**Text extract**:
+===+

Archives for category: NCLB

Mercedes Schneider reflects on Arne Duncan’s legacy. He was described by President Obama as a man who “has dedicated his life to the cause of education.” Now he is gone. He left behind, said the President, “a good product.” We will somehow have to persist without him.

 

But his “legacy” of bullying states and school districts lives on.

 

Mercedes notes that one of his aides, Ann Whalen, sent out a threatening letter to several states, warning that there would be serious consequences if they permitted or experienced high number of opt outs. They might even see the loss of federal funding for their poorest kids. Imagine that: the U.S. Department threatening to hurt poor kids as a punishment to states where many children opt out of testing.

 

This letter violates the spirit of the new federal law, Every Student Succeeds Act, but the new law has not yet taken effect. So, the Duncan crew must bully and intimidate as much as possible until the new law kicks in.

 

Ann Whalen, by the way, wrote a blistering attack on experienced educator Carol Burris last year for doubting the transformative power of high standards and daring to question the Common Core standards. Whalen has a BA in political science from Stanford; that makes her assertive and confident. She has apparently never been a teacher or principal, unlike Burris. Whalen worked for Duncan in Chicago before he became Secretary. She has been a bureaucrat now for many years, but she has some nerve lecturing Carol Burris. I suppose we should forgive her messianic belief in high standards and the Common Core because her attack was penned before the release of the 2015 NAEP scores, which showed that after 15 years of relying on standards and testing, after five years of Common Core, NAEP scores were flat or declining in almost every state.

 

What I can’t forgive, however, is the very idea that a federal official would attack a private citizen. When I served in the U.S. Department of Education under Lamar Alexander in 1991-92, that impropriety would not have been permitted. Something about working in Arne Duncan’s space seems to give his aides the belief that they are relieved of the rules of civility and propriety. I still recall that he accused me of “insulting” teachers, principals, and students “all across the country” when I wrote an article in the New York Times debunking his absurd claim that his favorite schools were achieving miraculous results merely by having high expectations and firing experienced teachers or closing the school and restaffing it. I used data to demonstrate that there were no miracles. No, I wasn’t insulting teachers, principals, or students; I was calling out the hype and spin that is now customary from the U.S. Department of Education. The only thing they haven’t been able to spin is the NAEP scores. And the NAEP scores raise serious questions about the Bush-Obama reliance on standards, testing, firing teachers and principals, and closing schools as a strategy for reform.

 

 

 

 

Remember how the Every Student Succeeds Act was transferring power from the Feds to the states? Well, not everything. The law still requires annual testing as before. It still requires a participation rate of 95%. The U.S. Department of Education sent a letter to education officials across the nation to advise them about these basic facts.

 

But what happens when large numbers of students opt out to protest over testing, loss of the arts, and lousy tests?

 

As Alyson Klein explains in Edweek,

 

 

When it comes to opt-outs, ESSA has a complex solution. It maintains a requirement in the previous version of ESEA, the much-maligned No Child Left Behind Act, that all schools test at least 95 percent of their students, both for the whole school, and for traditionally overlooked groups of students (English Language Learners, racial minorities, students in special education, kids in poverty). Under NCLB, though, schools that didn’t meet the 95 percent participation requirement were considered automatic failures—and that was true under the Obama administration’s waivers from the law, too. (That part of the NCLB law was never waived.)

+===+

**Information shown**:
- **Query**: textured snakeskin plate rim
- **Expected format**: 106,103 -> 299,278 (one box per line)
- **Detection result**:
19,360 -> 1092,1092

+===+

**Problems**:
1 - The blog post on Arne Duncan's legacy says Ann Whalen's letter goes against the spirit of the Every Student Succeeds Act. Why, according to the post, can the Duncan team still send threats like this?
2 - Echo the blog post on Arne Duncan's legacy word for word, starting with "Archives for category: NCLB" and going on through "persist without him.".
3 - Give what follows the last sentence of the blog post on Arne Duncan's legacy and testing opt-outs.

**Per-task answers**:
1 - The new law, the Every Student Succeeds Act, has not yet taken effect. The post says the Duncan team is therefore bullying and intimidating as much as it can before the law kicks in.

2 -
Archives for category: NCLB

Mercedes Schneider reflects on Arne Duncan’s legacy. He was described by President Obama as a man who “has dedicated his life to the cause of education.” Now he is gone. He left behind, said the President, “a good product.” We will somehow have to persist without him.

3 -
 

Now, under ESSA, states must figure low testing participation into school ratings, but just how to do that is totally up to them. And states can continue to have laws affirming parents’ right to opt their students out of tests (as Oregon does).

 

This is the year of opt-outs, and no less than a dozen states—Rhode Island, Oregon, Wisconsin, Washington, Delaware, North Carolina, Idaho, New York, Colorado, California, Connecticut, and Maine, received letters from the U.S. Department flagging low-participation rates on the 2014-15 tests—statewide or at the district or subgroup level—and asking what they planned to do about it. The department is reviewing the information it got from states. So far, the administration has yet to take serious action (like withholding money) against a state with a high opt-out rate.

 

So what’s this letter about? It sounds like the department is reminding states that they must come up with some kind of a plan to address opt-outs in their accountability systems, even in this new ESSA universe. And if they don’t have some sort of a plan in place, they’ll risk federal sanctions.

 

And, in a preview of what guidance could look like now that ESSA is in place, the department gives a list of suggested actions states could take in response to low participation rates. These actions are all pretty meaningful, like withholding state and district aid, counting schools with low participation rates as non-proficient for accountability, or requiring districts and schools to come up with a plan to fix their participation rates.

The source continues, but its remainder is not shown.